**PROBLEM DESCRIPTION**
Pull out each line of the data that includes the word "sofa".

(Records from a collection)
========================================

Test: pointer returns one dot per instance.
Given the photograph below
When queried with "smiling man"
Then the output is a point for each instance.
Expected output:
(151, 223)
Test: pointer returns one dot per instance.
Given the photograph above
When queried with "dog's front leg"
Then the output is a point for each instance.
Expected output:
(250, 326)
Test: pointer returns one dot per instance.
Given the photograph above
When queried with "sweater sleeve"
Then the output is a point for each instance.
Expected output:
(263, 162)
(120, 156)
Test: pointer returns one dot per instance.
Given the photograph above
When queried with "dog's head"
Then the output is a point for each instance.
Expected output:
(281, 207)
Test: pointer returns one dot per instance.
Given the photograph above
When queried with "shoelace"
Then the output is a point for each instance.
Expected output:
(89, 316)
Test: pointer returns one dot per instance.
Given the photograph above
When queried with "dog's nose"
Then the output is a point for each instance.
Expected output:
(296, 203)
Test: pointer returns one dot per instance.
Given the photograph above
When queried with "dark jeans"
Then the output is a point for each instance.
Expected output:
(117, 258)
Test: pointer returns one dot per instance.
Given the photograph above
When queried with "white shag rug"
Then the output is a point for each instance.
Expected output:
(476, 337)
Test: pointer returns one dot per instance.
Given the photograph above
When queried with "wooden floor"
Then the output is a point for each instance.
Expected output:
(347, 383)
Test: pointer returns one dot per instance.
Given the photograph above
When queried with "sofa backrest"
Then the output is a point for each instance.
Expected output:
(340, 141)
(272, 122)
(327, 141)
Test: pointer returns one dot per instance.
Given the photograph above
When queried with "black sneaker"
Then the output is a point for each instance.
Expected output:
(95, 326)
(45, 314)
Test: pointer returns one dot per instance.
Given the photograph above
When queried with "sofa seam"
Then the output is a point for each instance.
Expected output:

========================================

**ANSWER TO THIS TASK**
When queried with "sofa backrest"
When queried with "sofa seam"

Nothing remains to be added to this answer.